● Exercise goal: Repeat the records below exactly as they appear, leaving out any pictures.

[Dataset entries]
= Beginning of Section =
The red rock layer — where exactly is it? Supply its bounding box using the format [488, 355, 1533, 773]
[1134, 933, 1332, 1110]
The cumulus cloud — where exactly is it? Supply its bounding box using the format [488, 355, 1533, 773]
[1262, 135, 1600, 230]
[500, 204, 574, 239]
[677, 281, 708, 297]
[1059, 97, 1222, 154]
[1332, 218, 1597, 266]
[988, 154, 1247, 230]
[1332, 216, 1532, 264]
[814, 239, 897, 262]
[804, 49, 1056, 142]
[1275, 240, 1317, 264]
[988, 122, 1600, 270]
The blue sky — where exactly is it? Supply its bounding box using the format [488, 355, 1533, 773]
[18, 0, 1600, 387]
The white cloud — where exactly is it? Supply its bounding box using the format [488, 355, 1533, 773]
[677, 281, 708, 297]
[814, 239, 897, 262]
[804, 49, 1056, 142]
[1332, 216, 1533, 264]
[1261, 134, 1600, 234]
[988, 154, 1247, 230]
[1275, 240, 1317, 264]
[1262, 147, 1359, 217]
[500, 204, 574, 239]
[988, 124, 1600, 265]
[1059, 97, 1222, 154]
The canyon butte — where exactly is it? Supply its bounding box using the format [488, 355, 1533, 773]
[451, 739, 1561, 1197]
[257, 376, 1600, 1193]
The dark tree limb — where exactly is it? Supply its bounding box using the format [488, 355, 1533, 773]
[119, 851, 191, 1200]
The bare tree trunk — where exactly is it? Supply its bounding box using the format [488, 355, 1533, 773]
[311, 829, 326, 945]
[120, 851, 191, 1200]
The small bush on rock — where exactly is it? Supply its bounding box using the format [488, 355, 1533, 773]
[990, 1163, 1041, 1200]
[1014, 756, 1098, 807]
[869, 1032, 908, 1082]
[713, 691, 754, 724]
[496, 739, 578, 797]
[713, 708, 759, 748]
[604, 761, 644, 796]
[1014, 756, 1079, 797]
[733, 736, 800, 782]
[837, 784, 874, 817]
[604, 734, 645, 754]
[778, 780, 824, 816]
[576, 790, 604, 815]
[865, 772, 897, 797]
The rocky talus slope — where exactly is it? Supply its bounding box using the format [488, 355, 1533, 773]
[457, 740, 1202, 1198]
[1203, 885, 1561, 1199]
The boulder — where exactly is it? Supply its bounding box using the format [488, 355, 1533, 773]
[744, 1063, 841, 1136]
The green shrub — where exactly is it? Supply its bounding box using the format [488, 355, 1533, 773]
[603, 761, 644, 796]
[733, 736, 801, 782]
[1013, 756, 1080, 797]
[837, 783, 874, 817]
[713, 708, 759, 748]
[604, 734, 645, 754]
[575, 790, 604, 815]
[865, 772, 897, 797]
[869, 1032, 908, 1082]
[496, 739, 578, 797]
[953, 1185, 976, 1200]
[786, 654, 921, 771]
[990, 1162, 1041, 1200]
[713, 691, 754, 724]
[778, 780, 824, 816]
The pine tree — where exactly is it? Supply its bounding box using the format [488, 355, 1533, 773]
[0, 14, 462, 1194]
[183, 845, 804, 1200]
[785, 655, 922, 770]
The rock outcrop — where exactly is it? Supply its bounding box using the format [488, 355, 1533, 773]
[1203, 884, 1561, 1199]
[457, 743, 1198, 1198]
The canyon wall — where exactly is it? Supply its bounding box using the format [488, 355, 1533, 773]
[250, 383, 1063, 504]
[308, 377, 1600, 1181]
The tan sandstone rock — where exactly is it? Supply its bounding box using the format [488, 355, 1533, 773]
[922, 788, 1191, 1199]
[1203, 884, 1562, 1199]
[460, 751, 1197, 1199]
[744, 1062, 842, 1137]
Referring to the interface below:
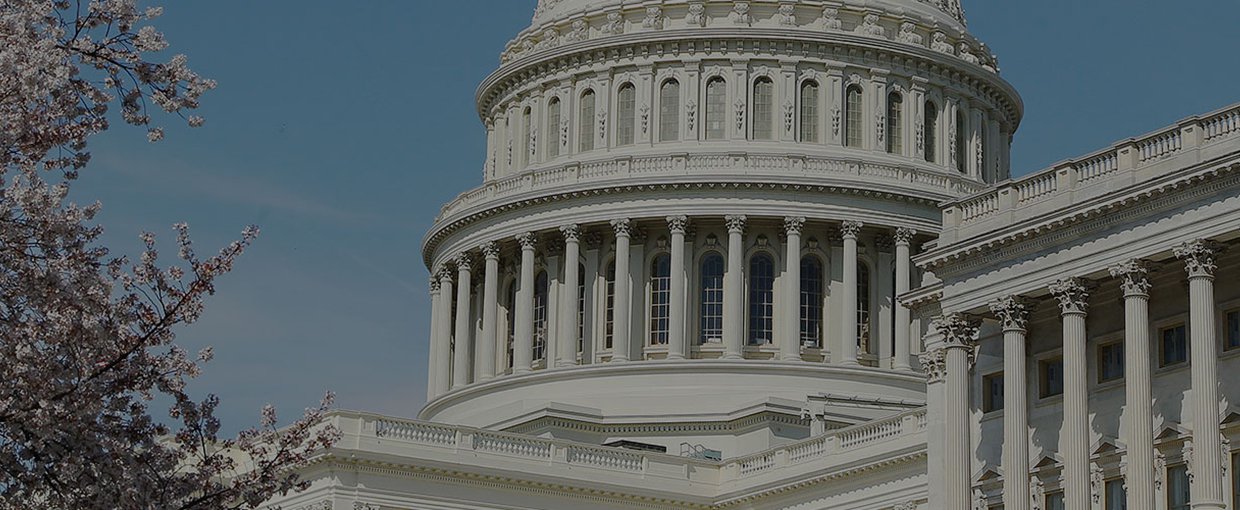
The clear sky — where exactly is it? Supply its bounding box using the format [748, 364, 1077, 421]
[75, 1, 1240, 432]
= End of Section =
● Solution below:
The red rock layer — where exactly is it? Supply its bounding box using the format [488, 355, 1533, 773]
[1134, 933, 1332, 1110]
The cumulus cloud — where exactly is it? Supply its bounding box using the format [488, 355, 1533, 773]
[1262, 135, 1600, 230]
[500, 204, 574, 239]
[677, 281, 708, 297]
[1059, 97, 1222, 154]
[1332, 218, 1597, 266]
[988, 154, 1247, 230]
[1332, 216, 1532, 264]
[814, 239, 897, 262]
[804, 49, 1056, 142]
[1275, 240, 1317, 264]
[988, 122, 1600, 270]
The blue sky — where exactly is it? Supply its bounding box using the format [488, 355, 1533, 773]
[18, 0, 1600, 387]
The white cloud — where exactly is it? Supply its bounding box using the format [488, 355, 1533, 773]
[677, 281, 708, 297]
[814, 239, 897, 262]
[804, 49, 1056, 142]
[1332, 216, 1533, 264]
[1261, 134, 1600, 234]
[988, 154, 1247, 230]
[1275, 240, 1317, 264]
[1262, 147, 1359, 217]
[500, 204, 574, 239]
[988, 124, 1600, 265]
[1059, 97, 1222, 154]
The canyon butte — where exactly is it? Supply its bounding box using the format [488, 355, 1533, 773]
[451, 739, 1561, 1197]
[257, 376, 1600, 1193]
The dark tree limb — where exactly is it? Supply its bounding box using the format [488, 355, 1533, 773]
[119, 851, 191, 1200]
The bare tree trunk — where exactly is it? Supply its bounding box using the format [488, 355, 1533, 773]
[311, 829, 326, 945]
[120, 851, 191, 1200]
The small bush on rock — where exactly is it? Supply its bounding box using the format [488, 355, 1533, 773]
[990, 1163, 1041, 1200]
[1014, 756, 1098, 807]
[869, 1032, 908, 1082]
[713, 691, 754, 724]
[496, 739, 578, 797]
[713, 708, 759, 748]
[604, 761, 644, 796]
[1014, 756, 1079, 797]
[733, 736, 800, 782]
[837, 784, 874, 817]
[604, 734, 645, 754]
[778, 780, 824, 816]
[576, 790, 604, 815]
[865, 772, 897, 797]
The rocky talus slope — where exactly is it? Supply its bounding box using the format [488, 355, 1533, 773]
[457, 740, 1202, 1198]
[1203, 885, 1561, 1199]
The boulder — where exactly is it? Supply its bounding box using the format [488, 355, 1533, 773]
[744, 1063, 841, 1136]
The green shrub — where exactly is it? Supply its bounding box using the format [488, 355, 1533, 773]
[603, 761, 644, 796]
[733, 736, 801, 782]
[1013, 756, 1080, 797]
[837, 783, 874, 817]
[713, 708, 759, 748]
[604, 734, 645, 754]
[575, 790, 604, 815]
[865, 772, 897, 797]
[869, 1032, 908, 1082]
[496, 739, 578, 797]
[953, 1185, 976, 1200]
[786, 654, 921, 771]
[990, 1162, 1041, 1200]
[713, 691, 754, 724]
[778, 780, 824, 816]
The pine tree — where exactly is it? Supply its bounding box using the format [488, 355, 1533, 773]
[0, 14, 462, 1194]
[183, 845, 804, 1200]
[785, 655, 922, 770]
The rock outcrop — where exactly is it? Supply its bounding box using the format [488, 355, 1533, 773]
[1203, 884, 1561, 1199]
[457, 743, 1198, 1198]
The canyon wall — where exactly is it? Supply its bounding box using the format [488, 355, 1533, 773]
[250, 383, 1063, 504]
[308, 377, 1600, 1181]
The tan sandstone rock — where exactly is it? Supply its bounding box using the format [488, 355, 1533, 773]
[922, 788, 1191, 1199]
[1203, 884, 1562, 1199]
[460, 751, 1197, 1199]
[744, 1062, 842, 1137]
Referring to the interface below:
The clear sky — where exactly is it? Supply its bounding box using the format [748, 364, 1077, 421]
[75, 1, 1240, 432]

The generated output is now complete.